> Page extract:
↓↓↓
Now while a town’s jail cell doesn’t sound all that intimidating, I can only imagine the dungeon of THE villain in Fantasyland would be another matter.
DARK LORD. There is always one of these in the background of every Tour, attempting to ruin everything and take over the world. He will be so sinister that he will be seen by you only once or twice, probably near the end of the Tour. Generally he will attack you through MINIONS, of which he will have large numbers. When you do get to see him at last, you will not be surprised to find he is black (see COLOUR CODING) and shadowy and probably not wholly human. He will make you feel very cold and small. Actually, when it comes down to it, that is probably all he will do, having almost certainly exhausted his other resources earlier on. You should be able to defeat him, with a little help from your COMPANIONS, without too much effort. However, the Rules state that at this stage you will be exhausted yourself and possibly wounded by MAGIC. So be careful.
Such Dark Lords are often the responsibility of whatever plagues the Fantasyland, for they are the root of all Danger.
DANGER is everywhere in Fantasyland. You will be in Danger from the first step you take on your Tour, starting with the intruder with a knife on your first night, then running through ASSASSINS and DEMONS on to WIZARDS and bad QUEENS and finally the DARK LORD–not to speak of AMBUSHES in between and subtle Dangers devised by ENCHANTRESSES. You will spend a lot of time fleeing. In order not to live in a state of perpetual abject Terror, you must remember that in Fantasyland, Danger has an actual SMELL (aka, Reek of Wrongness). Watch for this Smell. HORSES are good at detecting it. When there is any threat to safety, recognise what the Horses are sniffing and from then on you can relax until the moment you smell it.
All the talk of smelling danger got me thinking about my protagonist Charlotte in Fallen Princeborn: Stolen. She depends on her sense of smell not only to get accustomed to strange surroundings, but to alert her to danger…and help.
Charlotte breathes in as she steps down, the last passenger to get off the bus. Her nose tells her that the bus has leaked its gasoline all over the highway, that the man with the fry pan ears hasn’t bathed in days, and that a predator killed its prey somewhere in the surrounding forest two, if not three, days ago….
*** Charlotte sees seats of soft leather, new carpet, a bathroom, a table piled high with cakes and fruit and cans of soda. Yet all she smells is rot and blood. She shakes her head again and again, as if whatever gunk had died in her nose just needs to be blown out…
*** Charlotte lowers the blade. No, Arlen’s not the threat here, and neither’s Dorjan. Dorjan could have ripped her to pieces, and Arlen could have poisoned her. And both bear a scent Charlotte long thought dead in the world: nobility.
Another d-word that got me thinking about Princeborn was Jones’ entry for a female villain.
DARK LADY. There is never one of these–so see DARK LORD instead. The Management considers that male Dark Ones have more potential to be sinister, and seldom if ever employs a female in this role. This is purely because the Management was born too late to meet my Great Aunt Clara.
↑↑↑
> Task brief: Retype the Fantasyland text word for word, beginning at the words "Charlotte breathes in" and stopping after "the world: nobility.". The listing has no connection to the text above.

Object outline annotations:
↓↓↓
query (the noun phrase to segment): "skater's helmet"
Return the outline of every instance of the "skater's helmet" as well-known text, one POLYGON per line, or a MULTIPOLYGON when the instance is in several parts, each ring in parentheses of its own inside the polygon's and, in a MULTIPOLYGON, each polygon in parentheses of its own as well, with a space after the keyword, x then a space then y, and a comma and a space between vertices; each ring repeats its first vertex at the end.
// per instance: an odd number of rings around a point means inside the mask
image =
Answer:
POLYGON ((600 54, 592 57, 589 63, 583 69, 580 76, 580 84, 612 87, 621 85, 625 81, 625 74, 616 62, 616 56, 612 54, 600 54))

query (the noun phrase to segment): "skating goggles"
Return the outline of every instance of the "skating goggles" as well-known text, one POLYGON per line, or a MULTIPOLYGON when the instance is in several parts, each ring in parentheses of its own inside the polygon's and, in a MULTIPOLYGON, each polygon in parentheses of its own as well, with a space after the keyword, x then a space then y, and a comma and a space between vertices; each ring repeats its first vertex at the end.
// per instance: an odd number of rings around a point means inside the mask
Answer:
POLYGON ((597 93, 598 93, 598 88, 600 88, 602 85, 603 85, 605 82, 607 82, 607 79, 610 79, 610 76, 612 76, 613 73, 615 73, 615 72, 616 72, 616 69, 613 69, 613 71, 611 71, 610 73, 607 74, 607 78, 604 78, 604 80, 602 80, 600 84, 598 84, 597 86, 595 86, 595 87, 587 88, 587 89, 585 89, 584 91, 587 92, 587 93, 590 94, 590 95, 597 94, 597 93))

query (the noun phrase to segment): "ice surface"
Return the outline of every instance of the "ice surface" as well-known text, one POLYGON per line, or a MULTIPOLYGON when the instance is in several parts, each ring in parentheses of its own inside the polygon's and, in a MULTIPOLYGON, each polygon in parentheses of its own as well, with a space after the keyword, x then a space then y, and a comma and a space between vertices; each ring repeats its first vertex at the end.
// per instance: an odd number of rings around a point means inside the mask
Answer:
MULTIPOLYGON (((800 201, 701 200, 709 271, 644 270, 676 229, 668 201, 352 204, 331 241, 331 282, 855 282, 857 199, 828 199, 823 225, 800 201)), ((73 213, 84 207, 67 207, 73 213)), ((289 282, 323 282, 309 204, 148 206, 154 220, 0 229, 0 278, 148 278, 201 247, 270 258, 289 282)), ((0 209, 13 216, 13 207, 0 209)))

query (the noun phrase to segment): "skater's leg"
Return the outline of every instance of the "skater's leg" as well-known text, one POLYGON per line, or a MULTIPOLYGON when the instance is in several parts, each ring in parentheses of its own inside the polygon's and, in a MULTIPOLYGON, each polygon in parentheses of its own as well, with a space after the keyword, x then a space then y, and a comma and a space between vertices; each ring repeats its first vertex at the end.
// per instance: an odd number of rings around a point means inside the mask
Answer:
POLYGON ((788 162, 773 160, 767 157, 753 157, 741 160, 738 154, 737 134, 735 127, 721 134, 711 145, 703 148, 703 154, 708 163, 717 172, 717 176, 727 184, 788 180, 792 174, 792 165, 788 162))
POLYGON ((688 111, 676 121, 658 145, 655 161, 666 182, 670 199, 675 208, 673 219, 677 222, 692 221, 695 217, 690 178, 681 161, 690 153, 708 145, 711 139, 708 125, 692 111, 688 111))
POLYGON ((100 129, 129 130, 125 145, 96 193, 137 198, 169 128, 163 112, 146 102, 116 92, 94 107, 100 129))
↑↑↑
> Output of the task:
Charlotte breathes in as she steps down, the last passenger to get off the bus. Her nose tells her that the bus has leaked its gasoline all over the highway, that the man with the fry pan ears hasn’t bathed in days, and that a predator killed its prey somewhere in the surrounding forest two, if not three, days ago….
*** Charlotte sees seats of soft leather, new carpet, a bathroom, a table piled high with cakes and fruit and cans of soda. Yet all she smells is rot and blood. She shakes her head again and again, as if whatever gunk had died in her nose just needs to be blown out…
*** Charlotte lowers the blade. No, Arlen’s not the threat here, and neither’s Dorjan. Dorjan could have ripped her to pieces, and Arlen could have poisoned her. And both bear a scent Charlotte long thought dead in the world: nobility.